▶ **Work order**
The expected output is the line with "Query: street lamp" followed by every remaining line of the entries, all repeated exactly.
--- Information ---
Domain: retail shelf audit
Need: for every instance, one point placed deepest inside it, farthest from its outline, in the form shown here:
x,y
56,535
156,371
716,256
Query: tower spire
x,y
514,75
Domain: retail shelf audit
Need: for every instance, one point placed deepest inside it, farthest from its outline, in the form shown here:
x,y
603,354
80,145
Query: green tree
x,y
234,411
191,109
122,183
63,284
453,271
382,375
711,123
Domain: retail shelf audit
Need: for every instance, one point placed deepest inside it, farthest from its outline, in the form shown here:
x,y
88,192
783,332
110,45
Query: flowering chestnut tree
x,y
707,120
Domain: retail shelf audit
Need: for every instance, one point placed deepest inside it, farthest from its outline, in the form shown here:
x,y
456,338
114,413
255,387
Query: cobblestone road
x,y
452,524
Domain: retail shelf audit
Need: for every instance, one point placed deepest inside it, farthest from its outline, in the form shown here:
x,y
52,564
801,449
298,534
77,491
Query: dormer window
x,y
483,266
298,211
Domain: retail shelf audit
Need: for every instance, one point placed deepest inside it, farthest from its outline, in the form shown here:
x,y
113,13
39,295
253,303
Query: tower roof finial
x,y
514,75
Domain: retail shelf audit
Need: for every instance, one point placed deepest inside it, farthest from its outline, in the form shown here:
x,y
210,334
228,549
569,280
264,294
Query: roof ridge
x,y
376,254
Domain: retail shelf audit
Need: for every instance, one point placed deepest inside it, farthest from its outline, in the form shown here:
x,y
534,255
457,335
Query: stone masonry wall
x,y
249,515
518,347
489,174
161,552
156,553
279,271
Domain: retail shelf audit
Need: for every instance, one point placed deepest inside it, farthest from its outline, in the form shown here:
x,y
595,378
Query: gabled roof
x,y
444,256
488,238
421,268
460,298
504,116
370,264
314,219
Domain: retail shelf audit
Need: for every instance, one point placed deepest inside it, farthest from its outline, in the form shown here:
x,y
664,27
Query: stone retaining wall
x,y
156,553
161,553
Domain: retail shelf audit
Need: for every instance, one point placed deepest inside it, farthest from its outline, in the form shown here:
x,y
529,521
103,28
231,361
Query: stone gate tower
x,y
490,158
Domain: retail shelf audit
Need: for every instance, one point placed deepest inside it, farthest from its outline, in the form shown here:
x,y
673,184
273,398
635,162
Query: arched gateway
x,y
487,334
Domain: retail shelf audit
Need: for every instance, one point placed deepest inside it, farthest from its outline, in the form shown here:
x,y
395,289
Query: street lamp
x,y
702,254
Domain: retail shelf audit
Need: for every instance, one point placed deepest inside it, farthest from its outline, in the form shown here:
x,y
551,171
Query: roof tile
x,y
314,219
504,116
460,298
---
▶ **Answer area**
Query: street lamp
x,y
702,254
Domain: retail shelf audit
Need: for every instance, one point placed deepest inside it, farthest from its outline, in the form shown here:
x,y
551,171
Query: roof tile
x,y
314,219
504,116
460,298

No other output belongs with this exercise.